# What the task requires:
Pull out every line from the entries below that contains the word "ground", and copy each one in full.

# Record extracts:
■ ■ ■ ■
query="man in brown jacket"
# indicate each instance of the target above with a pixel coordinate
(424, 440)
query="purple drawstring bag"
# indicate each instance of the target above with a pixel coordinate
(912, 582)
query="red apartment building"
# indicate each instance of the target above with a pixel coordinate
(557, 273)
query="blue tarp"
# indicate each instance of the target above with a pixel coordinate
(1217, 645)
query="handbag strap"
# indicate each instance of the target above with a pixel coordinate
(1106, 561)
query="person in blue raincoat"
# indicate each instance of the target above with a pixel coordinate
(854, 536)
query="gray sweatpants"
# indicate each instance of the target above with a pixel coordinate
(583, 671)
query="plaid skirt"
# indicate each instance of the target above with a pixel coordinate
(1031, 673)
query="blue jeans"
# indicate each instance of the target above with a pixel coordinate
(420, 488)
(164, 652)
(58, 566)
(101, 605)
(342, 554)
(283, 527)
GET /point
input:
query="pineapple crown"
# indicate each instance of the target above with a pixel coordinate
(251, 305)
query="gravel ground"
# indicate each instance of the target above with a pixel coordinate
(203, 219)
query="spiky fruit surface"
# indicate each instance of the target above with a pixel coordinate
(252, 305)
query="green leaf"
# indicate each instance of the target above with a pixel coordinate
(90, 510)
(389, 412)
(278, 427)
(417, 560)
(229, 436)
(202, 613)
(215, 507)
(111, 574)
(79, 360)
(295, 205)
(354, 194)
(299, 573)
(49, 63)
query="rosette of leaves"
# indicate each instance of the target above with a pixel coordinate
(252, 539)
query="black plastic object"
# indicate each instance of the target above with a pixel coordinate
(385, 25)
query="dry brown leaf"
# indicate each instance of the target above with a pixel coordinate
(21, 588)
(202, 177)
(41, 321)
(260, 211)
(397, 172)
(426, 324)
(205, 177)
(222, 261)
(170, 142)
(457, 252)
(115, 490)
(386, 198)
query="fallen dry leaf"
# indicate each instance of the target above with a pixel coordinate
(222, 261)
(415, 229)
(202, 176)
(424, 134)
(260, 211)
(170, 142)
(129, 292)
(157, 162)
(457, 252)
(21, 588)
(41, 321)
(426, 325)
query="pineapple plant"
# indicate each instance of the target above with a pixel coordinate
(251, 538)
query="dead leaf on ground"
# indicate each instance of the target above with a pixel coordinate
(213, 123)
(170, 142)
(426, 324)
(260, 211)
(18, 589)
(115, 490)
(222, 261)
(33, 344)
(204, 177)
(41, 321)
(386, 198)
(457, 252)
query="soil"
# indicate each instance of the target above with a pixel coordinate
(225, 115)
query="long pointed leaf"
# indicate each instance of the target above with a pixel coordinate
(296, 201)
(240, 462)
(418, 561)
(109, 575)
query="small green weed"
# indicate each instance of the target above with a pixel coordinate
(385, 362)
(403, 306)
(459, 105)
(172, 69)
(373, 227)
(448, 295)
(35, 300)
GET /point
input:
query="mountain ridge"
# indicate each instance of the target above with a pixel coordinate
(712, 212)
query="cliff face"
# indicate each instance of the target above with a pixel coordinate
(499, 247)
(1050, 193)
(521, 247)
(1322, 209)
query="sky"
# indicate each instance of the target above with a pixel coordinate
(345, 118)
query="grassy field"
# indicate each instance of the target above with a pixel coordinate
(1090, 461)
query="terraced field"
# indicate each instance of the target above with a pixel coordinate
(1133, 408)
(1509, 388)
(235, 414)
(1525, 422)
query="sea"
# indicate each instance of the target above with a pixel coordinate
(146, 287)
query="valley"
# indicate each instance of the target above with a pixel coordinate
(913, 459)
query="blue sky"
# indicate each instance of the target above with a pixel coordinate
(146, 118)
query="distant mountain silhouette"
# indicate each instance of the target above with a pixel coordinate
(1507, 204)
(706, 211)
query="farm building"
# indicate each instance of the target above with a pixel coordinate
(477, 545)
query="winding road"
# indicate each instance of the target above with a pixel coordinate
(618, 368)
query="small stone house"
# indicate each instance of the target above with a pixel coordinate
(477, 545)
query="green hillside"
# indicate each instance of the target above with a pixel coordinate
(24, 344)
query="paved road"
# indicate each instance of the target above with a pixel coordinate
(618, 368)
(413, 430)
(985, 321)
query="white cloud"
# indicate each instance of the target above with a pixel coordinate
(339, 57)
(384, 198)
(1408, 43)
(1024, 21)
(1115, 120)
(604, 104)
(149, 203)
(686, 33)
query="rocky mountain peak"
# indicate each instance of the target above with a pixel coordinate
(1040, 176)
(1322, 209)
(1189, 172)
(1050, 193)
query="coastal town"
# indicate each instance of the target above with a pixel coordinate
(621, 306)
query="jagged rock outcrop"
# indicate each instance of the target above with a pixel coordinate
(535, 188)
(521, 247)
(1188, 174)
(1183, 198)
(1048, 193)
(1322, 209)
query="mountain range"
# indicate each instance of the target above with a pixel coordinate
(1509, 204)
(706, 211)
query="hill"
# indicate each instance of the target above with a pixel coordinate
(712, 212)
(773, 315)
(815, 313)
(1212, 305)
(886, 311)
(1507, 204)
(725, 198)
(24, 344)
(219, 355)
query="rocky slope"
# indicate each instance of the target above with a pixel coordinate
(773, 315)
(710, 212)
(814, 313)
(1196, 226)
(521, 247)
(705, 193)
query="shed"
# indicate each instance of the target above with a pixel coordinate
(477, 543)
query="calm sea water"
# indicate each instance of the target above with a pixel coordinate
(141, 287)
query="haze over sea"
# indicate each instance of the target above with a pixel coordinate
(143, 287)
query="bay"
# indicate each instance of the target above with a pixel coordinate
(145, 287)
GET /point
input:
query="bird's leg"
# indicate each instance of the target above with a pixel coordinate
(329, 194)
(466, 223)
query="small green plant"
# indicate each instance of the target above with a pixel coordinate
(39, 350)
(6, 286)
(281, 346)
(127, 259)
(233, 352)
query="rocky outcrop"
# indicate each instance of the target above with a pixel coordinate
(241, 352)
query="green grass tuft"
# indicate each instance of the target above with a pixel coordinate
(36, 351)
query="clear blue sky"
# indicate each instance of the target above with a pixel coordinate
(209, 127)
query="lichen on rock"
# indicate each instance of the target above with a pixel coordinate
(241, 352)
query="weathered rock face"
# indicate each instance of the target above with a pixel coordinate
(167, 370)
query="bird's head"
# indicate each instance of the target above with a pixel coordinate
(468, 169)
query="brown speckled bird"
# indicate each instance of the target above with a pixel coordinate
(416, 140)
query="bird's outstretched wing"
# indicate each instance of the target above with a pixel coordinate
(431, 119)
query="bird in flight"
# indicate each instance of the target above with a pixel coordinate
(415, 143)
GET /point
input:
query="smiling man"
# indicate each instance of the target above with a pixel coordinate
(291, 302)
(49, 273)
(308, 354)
■ ■ ■ ■
# Solution to this exercise:
query="gravel ground"
query="dead leaf on ground"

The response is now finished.